Reproduce all of the listing below without alteration.

**** PROVIDED DATA

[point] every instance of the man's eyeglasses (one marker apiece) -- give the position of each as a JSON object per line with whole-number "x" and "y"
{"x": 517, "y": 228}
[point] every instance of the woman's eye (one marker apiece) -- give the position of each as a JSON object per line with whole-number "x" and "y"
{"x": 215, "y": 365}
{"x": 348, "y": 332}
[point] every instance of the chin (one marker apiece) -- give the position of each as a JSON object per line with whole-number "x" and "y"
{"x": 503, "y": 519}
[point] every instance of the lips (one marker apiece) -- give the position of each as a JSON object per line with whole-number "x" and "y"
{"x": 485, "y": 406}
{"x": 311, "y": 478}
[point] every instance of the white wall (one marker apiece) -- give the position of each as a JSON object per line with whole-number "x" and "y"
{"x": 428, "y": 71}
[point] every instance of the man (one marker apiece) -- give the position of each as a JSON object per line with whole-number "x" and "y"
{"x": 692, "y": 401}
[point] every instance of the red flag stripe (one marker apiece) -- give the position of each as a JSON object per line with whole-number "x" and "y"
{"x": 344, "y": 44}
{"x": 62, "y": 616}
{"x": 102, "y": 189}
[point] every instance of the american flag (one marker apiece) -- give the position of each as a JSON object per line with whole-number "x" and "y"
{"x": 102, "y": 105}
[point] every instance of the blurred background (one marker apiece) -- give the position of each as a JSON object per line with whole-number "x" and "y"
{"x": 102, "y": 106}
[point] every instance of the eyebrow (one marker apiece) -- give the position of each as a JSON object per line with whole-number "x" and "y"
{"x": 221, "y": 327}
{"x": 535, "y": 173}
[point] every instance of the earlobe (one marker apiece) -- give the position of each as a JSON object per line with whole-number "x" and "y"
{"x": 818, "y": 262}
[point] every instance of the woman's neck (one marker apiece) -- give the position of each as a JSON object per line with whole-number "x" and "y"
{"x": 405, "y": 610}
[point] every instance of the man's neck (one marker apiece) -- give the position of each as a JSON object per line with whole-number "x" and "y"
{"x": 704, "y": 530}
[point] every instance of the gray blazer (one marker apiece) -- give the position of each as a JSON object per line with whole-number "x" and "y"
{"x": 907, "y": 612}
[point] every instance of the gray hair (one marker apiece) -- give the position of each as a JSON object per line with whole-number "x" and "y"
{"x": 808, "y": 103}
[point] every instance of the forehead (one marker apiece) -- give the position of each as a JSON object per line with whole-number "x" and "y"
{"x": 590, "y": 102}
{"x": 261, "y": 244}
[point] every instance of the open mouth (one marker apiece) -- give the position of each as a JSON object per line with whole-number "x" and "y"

********

* [FULL SOLUTION]:
[point] every instance of the man's eyeglasses (one marker apiece) -- give the position of each as a JSON object per line with whole-number "x" and "y"
{"x": 517, "y": 228}
[point] every instance of the woman's eye (one marker apiece) -- give the position of each as a JSON object per line with whole-number "x" and "y"
{"x": 215, "y": 365}
{"x": 348, "y": 332}
[point] every instance of the chin (one marker apiece) -- give the position of each as a JSON object per line with whole-number "x" and "y"
{"x": 503, "y": 519}
[point] every instance of the lips (one marker apiece) -- give the position of each as a JSON object per line with whole-number "x" and "y"
{"x": 485, "y": 406}
{"x": 311, "y": 478}
[point] every instance of the white wall (one marker apiece) -- give the position of each as a JSON object per line with whole-number "x" and "y"
{"x": 428, "y": 71}
[point] every instance of the man (one marker apiece) -- give the position of each as a JSON object per line with whole-number "x" and "y"
{"x": 692, "y": 401}
[point] every instance of the red flag stripe (one marker apiece) -- give the position of each as a JSON object per line with whole-number "x" and "y"
{"x": 344, "y": 44}
{"x": 62, "y": 616}
{"x": 102, "y": 189}
[point] every instance of the american flag (one marker apiece) -- give the position of each as a JSON object per line with whole-number "x" and "y"
{"x": 102, "y": 105}
[point] every instance of the blurred background (one marker apiece) -- give the position of each as a JSON object per line with whole-number "x" and "y"
{"x": 102, "y": 106}
[point] every instance of the eyebrow (one marker apiece) -- give the position of each as a JSON object per line with whole-number "x" and "y"
{"x": 221, "y": 327}
{"x": 535, "y": 173}
[point] every instance of the earlobe (one marker apiece) -- give the position of each as a JSON object per line with whole-number "x" and "y"
{"x": 818, "y": 262}
[point] every instance of the woman's neck (one marker apiece) -- give the position of each as a JSON object per line with whole-number "x" and "y"
{"x": 405, "y": 610}
[point] every instance of the man's neck (one marker apiece) -- give the position of each as a JSON object per line with whole-number "x" and "y"
{"x": 704, "y": 530}
[point] every instance of the gray blazer (one marker apiece) -- give the position of each as a JSON object per line with whole-number "x" and "y"
{"x": 907, "y": 612}
[point] every instance of the gray hair (one marker apiece) -- give the position of each as a JSON object per line with whole-number "x" and "y"
{"x": 808, "y": 103}
[point] every instance of the forehead (one marker apiece) -- give the position of each as a JSON object per line with whole-number "x" and "y"
{"x": 590, "y": 102}
{"x": 261, "y": 244}
[point] every instance of the open mouth (one marker apiece) -- give the position of each as a JSON object per line with whole-number "x" and "y"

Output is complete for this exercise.